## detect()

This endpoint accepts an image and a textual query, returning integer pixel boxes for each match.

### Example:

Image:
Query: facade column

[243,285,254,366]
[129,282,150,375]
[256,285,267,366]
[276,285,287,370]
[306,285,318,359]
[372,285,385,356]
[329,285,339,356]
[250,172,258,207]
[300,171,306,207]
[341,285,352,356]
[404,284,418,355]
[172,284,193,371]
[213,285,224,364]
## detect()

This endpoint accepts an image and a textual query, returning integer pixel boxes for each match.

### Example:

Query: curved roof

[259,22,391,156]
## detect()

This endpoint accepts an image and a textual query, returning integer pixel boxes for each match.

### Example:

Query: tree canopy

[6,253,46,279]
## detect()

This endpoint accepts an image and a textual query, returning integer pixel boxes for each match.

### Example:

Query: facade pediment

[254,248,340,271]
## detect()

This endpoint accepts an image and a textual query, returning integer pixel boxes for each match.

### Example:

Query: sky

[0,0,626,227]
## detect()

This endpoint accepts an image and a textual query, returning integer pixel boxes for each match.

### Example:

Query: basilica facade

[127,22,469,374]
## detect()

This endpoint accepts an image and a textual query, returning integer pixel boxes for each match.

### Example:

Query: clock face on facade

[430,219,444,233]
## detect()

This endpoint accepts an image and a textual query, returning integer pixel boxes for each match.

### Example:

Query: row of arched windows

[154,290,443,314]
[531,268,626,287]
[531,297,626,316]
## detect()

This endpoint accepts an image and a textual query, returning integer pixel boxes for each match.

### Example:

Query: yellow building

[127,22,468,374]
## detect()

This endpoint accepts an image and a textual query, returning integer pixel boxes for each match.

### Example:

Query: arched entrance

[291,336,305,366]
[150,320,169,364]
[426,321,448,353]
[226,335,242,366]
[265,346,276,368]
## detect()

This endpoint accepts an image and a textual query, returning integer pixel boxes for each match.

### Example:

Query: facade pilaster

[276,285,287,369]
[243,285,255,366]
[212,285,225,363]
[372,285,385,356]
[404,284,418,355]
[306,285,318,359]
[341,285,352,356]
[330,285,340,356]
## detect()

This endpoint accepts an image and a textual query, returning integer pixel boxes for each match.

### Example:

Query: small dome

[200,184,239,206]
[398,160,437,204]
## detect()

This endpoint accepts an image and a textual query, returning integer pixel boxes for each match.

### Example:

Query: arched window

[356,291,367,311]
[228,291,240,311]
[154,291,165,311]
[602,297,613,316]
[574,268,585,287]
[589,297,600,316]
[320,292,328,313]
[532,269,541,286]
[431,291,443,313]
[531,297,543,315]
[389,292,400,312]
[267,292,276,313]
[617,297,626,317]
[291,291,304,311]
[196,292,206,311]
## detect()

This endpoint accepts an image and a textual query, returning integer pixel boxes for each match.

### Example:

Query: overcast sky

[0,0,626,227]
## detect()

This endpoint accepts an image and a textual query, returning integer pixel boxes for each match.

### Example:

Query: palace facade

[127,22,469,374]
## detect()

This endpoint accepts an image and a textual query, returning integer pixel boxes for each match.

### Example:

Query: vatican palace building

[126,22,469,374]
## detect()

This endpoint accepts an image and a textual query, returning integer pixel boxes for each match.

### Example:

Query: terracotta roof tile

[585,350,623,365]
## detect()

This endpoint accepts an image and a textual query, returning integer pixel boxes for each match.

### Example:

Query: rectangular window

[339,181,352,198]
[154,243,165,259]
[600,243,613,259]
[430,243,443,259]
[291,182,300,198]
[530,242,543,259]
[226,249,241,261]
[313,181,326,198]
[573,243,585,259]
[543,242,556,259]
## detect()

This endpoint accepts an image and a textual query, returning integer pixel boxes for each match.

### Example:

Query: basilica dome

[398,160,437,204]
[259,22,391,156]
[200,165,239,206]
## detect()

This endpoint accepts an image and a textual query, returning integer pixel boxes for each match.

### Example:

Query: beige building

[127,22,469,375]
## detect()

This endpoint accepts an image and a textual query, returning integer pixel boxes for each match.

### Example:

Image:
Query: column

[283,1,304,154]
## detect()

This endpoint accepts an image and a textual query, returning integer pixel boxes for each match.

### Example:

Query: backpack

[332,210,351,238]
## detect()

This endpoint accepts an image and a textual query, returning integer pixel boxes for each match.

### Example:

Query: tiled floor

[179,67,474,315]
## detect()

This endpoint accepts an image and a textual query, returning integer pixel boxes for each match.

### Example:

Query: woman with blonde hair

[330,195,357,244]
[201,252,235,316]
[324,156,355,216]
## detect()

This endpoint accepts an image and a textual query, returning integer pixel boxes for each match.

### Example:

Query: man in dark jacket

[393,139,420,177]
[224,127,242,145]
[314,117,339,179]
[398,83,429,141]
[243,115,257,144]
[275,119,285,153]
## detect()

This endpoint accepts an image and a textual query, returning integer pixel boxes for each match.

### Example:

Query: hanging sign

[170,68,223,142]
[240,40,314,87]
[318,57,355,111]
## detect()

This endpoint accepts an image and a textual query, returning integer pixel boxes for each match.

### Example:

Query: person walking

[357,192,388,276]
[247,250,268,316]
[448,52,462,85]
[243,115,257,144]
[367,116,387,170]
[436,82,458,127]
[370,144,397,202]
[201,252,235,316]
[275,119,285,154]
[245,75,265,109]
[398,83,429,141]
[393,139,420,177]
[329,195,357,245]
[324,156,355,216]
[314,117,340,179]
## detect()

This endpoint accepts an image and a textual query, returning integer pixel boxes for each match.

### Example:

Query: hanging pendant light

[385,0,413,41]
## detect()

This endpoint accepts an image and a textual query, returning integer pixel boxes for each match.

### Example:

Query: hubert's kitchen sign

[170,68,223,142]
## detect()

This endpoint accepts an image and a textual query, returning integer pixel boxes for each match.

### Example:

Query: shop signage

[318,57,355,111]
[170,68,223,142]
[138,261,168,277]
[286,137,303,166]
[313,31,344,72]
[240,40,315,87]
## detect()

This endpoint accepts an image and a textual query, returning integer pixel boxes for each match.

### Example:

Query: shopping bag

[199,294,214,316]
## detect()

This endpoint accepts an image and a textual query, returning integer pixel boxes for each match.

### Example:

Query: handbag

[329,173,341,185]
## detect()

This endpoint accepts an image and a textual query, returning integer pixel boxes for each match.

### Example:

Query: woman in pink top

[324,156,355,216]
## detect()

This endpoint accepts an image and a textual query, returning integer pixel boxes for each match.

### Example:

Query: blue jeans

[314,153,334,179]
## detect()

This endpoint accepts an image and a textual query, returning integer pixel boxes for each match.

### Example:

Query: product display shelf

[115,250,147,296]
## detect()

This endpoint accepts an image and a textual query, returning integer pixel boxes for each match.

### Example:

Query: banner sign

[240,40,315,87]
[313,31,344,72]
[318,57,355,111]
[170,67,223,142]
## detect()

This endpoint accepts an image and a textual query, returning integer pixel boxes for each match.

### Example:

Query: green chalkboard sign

————

## Problem requirements
Can you reproduce the part of the records that opens with the first line and closes with the line containing "[430,219,444,233]", both ends included and every line kept? Multiply each bounding-box coordinate by 0.4 and round to a whole number (halves up), leaving all other text unchanged.

## Correct response
## detect()

This endpoint accepts an image and a textual query, returning integer pixel boxes for each match.

### Example:

Image:
Query: facade column

[97,114,102,146]
[52,113,60,150]
[102,114,107,146]
[110,114,115,148]
[122,114,127,144]
[149,114,154,142]
[132,114,136,142]
[100,69,103,83]
[120,68,122,83]
[136,114,141,142]
[162,114,167,142]
[69,114,77,148]
[85,114,90,146]
## detect()

This endpoint accepts an image and a textual query, returning integer pixel boxes for each match.

### Example:

Query: curved roof

[104,9,156,62]
## detect()

This endpoint accepts an image and a textual query, returning integer pixel boxes for each match.

### Example:

Query: tree canopy

[2,101,18,112]
## detect()

This endpoint accepts an image and a textual query, returning integer pixel boxes for each match.

### Example:

Query: facade pediment

[102,99,136,108]
## detect()

This endpoint accepts an image and a textual query, returning integer pixel boxes for each match.

### Example:

Query: sky

[0,0,250,91]
## detect()

This endpoint accepts an image and a textual query, returning integer pixel boxes for each match.

### Example:

Query: basilica facade

[51,9,188,150]
## detect()

This endpoint accepts an image and a textual query, returning integer pixel boxes for each match.

### Example:

Query: clock face on facade

[172,88,178,93]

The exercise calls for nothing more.